Lui-même absent de Pétersbourg, puisqu’il était alors assigné à résidence dans son domaine de Mikhaïlovskoïé, Pouchkine n’avait joué aucun rôle dans l’insurrection ; mais il connaissait personnellement presque tous les conjurés et il partageait leurs idées. Avec lui, Nicolas Ier a préféré jouer la carte de la franchise : le poète serait autorisé à revenir vivre dans les capitales, il n’aurait pas d’autre censeur que le souverain ; en échange, il s’abstiendrait de vers séditieux. Cet étonnant contrat entre un prince et son sujet a été à peu près respecté de part et d’autre. Il n’a pas empêché Pouchkine d’écrire les « Stances »[7], les poèmes « Au fond des mines sibériennes… » [8] et « 19 octobre 1827 », ou encore, plus tard, « Une fête de Pierre Premier ». Tous ces textes font allusion au sort des décembristes et, explicitement ou non, invitent le prince à leur faire grâce.

Pouchkine a réellement « plaidé la grâce des vaincus ». La traduction de ce dernier mot est impeccable : le poète n’exprime aucun jugement moral sur l’action des conjurés ou sur la réaction du souverain ; il n’évoque rien qu’un affrontement et suggère, comme Hugo dans Hernani : « Grand qui sait pardonner ! »

Sans aucun doute Pouchkine éprouvait une grande compassion pour ceux de ses amis qui souffraient au loin. Dans son journal, il raconte sa rencontre avec l’un d’eux, chargé de chaînes. [9] Le journal intime est un texte privé. Le poème publié doit être compris un peu différemment : il indique que le poète a un rôle à jouer auprès du souverain. Derjavine estimait devoir « dire la vérité aux tsars en souriant ». Pouchkine donne à son rôle plus de gravité. Mais c’est d’un rôle qu’il est question.

※ ※ ※

Consigne A -> Dans le texte sur Pouchkine, où le poète était-il assigné à résidence au moment de l'insurrection ?
Consigne B -> Mettez à jour un passage du texte sur Pouchkine en remplaçant « Nicolas Ier » par « le tsar Nicolas ». Commencez aux mots « Lui-même absent de » et arrêtez-vous après « leur faire grâce. ».

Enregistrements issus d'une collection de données

※ ※ ※

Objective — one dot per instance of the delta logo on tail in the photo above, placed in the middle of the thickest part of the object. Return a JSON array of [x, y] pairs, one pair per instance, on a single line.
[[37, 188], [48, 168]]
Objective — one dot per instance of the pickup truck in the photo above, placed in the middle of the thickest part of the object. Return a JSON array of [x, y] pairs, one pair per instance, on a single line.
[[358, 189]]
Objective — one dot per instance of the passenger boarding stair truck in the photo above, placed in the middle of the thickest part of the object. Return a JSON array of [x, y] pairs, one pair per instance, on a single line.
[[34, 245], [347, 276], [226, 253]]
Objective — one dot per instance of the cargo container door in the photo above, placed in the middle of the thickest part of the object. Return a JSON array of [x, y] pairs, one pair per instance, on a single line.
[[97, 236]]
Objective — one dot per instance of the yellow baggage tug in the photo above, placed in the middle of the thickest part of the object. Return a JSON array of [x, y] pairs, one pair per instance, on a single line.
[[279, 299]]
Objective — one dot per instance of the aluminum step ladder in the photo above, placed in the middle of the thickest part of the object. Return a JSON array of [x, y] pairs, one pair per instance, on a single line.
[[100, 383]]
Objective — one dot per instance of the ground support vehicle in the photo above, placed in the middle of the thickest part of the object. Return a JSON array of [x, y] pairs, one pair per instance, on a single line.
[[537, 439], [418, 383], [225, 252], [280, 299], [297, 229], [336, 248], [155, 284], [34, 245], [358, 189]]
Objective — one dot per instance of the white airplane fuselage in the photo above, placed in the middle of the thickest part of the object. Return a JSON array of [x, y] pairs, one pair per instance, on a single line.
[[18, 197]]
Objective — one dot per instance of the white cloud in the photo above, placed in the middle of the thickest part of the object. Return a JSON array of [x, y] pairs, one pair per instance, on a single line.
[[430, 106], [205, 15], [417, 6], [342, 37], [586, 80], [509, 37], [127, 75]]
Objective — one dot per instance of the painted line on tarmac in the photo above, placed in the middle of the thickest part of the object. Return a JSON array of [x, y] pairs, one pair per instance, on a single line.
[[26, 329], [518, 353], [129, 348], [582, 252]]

※ ※ ※

Corrigé A -> Dans son domaine de Mikhaïlovskoïé.

Corrigé B ->
Lui-même absent de Pétersbourg, puisqu’il était alors assigné à résidence dans son domaine de Mikhaïlovskoïé, Pouchkine n’avait joué aucun rôle dans l’insurrection ; mais il connaissait personnellement presque tous les conjurés et il partageait leurs idées. Avec lui, le tsar Nicolas a préféré jouer la carte de la franchise : le poète serait autorisé à revenir vivre dans les capitales, il n’aurait pas d’autre censeur que le souverain ; en échange, il s’abstiendrait de vers séditieux. Cet étonnant contrat entre un prince et son sujet a été à peu près respecté de part et d’autre. Il n’a pas empêché Pouchkine d’écrire les « Stances »[7], les poèmes « Au fond des mines sibériennes… » [8] et « 19 octobre 1827 », ou encore, plus tard, « Une fête de Pierre Premier ». Tous ces textes font allusion au sort des décembristes et, explicitement ou non, invitent le prince à leur faire grâce.